[Given data Boundary: Start]

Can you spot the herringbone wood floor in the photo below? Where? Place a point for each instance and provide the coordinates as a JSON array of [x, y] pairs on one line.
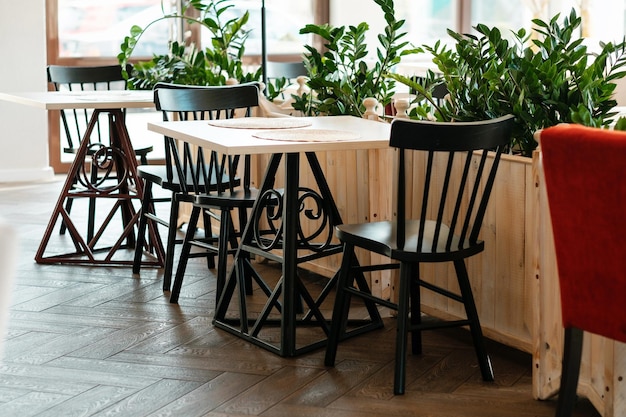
[[95, 341]]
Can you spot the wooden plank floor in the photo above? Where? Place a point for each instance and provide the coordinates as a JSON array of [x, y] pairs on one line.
[[98, 341]]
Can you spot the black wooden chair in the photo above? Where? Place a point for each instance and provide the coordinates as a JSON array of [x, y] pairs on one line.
[[233, 194], [74, 122], [189, 174], [439, 217]]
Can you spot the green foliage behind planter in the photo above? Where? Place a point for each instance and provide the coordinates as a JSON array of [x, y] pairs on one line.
[[342, 76], [187, 64], [554, 80]]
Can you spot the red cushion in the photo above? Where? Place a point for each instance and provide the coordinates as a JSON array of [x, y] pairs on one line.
[[585, 173]]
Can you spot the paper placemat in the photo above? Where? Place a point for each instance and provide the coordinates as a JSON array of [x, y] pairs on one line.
[[307, 135], [261, 123]]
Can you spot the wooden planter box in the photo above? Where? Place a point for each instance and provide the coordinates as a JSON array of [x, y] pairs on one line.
[[514, 280]]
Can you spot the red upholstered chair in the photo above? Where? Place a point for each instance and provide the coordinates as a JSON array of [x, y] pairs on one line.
[[584, 173]]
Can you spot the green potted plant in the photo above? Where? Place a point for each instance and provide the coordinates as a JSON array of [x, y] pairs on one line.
[[343, 75], [542, 78], [188, 64]]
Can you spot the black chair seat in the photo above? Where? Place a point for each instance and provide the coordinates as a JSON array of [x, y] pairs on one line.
[[158, 175], [381, 237]]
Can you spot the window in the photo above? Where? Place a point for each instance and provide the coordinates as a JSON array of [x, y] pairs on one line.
[[96, 29]]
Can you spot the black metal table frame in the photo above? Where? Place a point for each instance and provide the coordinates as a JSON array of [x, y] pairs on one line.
[[289, 295], [119, 158]]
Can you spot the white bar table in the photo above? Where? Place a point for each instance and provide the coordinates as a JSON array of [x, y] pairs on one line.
[[289, 246], [117, 160]]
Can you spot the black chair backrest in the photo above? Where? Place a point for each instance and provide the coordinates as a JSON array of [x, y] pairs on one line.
[[457, 202], [71, 78], [181, 102]]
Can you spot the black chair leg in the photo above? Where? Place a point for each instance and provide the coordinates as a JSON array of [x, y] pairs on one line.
[[141, 228], [243, 220], [472, 314], [341, 307], [572, 353], [171, 243], [226, 232], [406, 275], [416, 311], [208, 236], [184, 254]]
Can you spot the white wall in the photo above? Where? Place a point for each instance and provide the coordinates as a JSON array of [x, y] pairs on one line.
[[23, 130]]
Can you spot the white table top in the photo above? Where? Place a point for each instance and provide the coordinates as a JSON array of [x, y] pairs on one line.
[[371, 135], [105, 99]]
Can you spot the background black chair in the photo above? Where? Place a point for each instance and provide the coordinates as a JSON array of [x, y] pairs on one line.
[[448, 208], [189, 174], [74, 122], [584, 169]]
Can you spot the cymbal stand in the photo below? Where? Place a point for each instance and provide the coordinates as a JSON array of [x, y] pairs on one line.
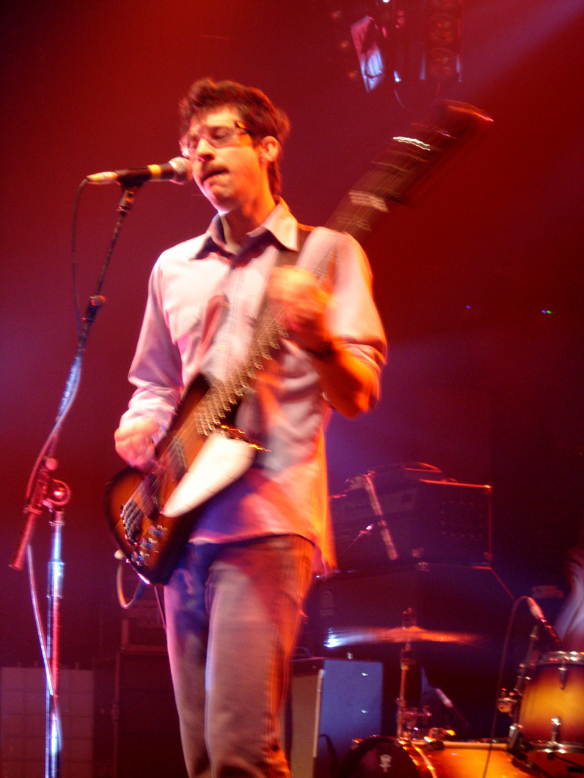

[Given data Boundary: End]

_Action item_. Repeat every record above exactly, but leave out any pictures.

_Problem solution_.
Can you spot the herringbone wood floor in the photo below? Where? Place a point for each instance and provide the coordinates as a JSON array of [x, y] pairs on one line.
[[95, 341]]
Can you spot the wooden plank floor in the photo above? Where? Place a point for each instance and provide the coordinates as a JSON array of [x, y] pairs on one line.
[[98, 341]]
Can you spot the black wooden chair in the photo above? Where? Place a point for each instance and provide the coordinates as a JSON array of [x, y] pairs on one line.
[[233, 194], [74, 122], [189, 174], [439, 217]]
Can you spot the green foliage behind planter in the photo above? Where? Place a point for each instance and provide the coordinates as a JSON array of [x, y] pairs on one line.
[[342, 76], [187, 64], [554, 80]]
Can you spot the red cushion in the photo above? Where? Place a point for each instance and provide the coordinates as a JSON array of [x, y] pairs on one line.
[[585, 173]]
Can you spot the paper placemat in the photo above? Where? Place a point for each instance and provide the coordinates as a JSON array of [x, y] pairs on one line.
[[307, 135], [261, 123]]
Can you spot the wooden planter box in the photo above? Where? Place a point for each instance and provide the coordinates as a JSON array of [x, y] pairs on one line.
[[514, 280]]
Can you spot the red upholstered chair in the photo above? Where? Place a point for each instance and provide the coordinates as a JSON array of [x, y] pairs on one line.
[[584, 173]]
Can you spot the green potted plant in the photo above? Where? Place a point for each instance and provide the coordinates as a JSON array of [x, y] pairs on one line.
[[343, 75], [542, 78], [188, 64]]
Can you spot the black chair seat in the photo above? Where? Place a point for each instance and provide the coordinates as a JSON array of [x, y] pairs on one line.
[[158, 175], [381, 237]]
Can you spot the window in the photo above? Where? Place a point for each instance and provide the coordinates as a JSON array of [x, y] pairs on one line.
[[96, 29]]
Can you spot the black metal table frame in the photo above? Where? Place a point for each instance and provide the coordinates as a JSON array of [x, y] pairs on one line.
[[289, 295], [119, 158]]
Can you spot the white bar table in the photo above? Where? Place a point for each instance and provide the coordinates as a JSON array of [x, y] pairs on one line.
[[289, 246], [117, 160]]
Can you spot the black chair backrest in the photo above? Where? Place a point for each instance and provide the coordinates as a JSON array of [x, y] pairs on one line.
[[457, 202], [71, 78], [181, 102]]
Can you spot the black chair leg in the photo above? Where? Place a point for each instance and provide the coordinates as a JSON array of [x, y] pairs on one line.
[[141, 228], [243, 220], [472, 314], [341, 307], [572, 353], [171, 243], [226, 232], [406, 275], [416, 311], [208, 236], [184, 254]]
Can you spot the white wall in the photo above? Where? Place a point for each instance and provide the coordinates as a JSON array of [x, y] pairs on one line.
[[23, 130]]
Can you spot the white table top in the photo above? Where? Place a point for each instance and provide the coordinates as a JSON array of [x, y] pairs on one line.
[[371, 135], [105, 99]]
Can you spot the background black chair in the photo above? Where? Place a point for each instance and provide the coordinates as a JSON array of [x, y] pairs on one line.
[[448, 208], [189, 174], [74, 122], [584, 169]]
Can you spot the cymbal stand in the photo below? Where? Place a point for each instance and provide the coordinates as a JSON array of [x, y] pairs on one line.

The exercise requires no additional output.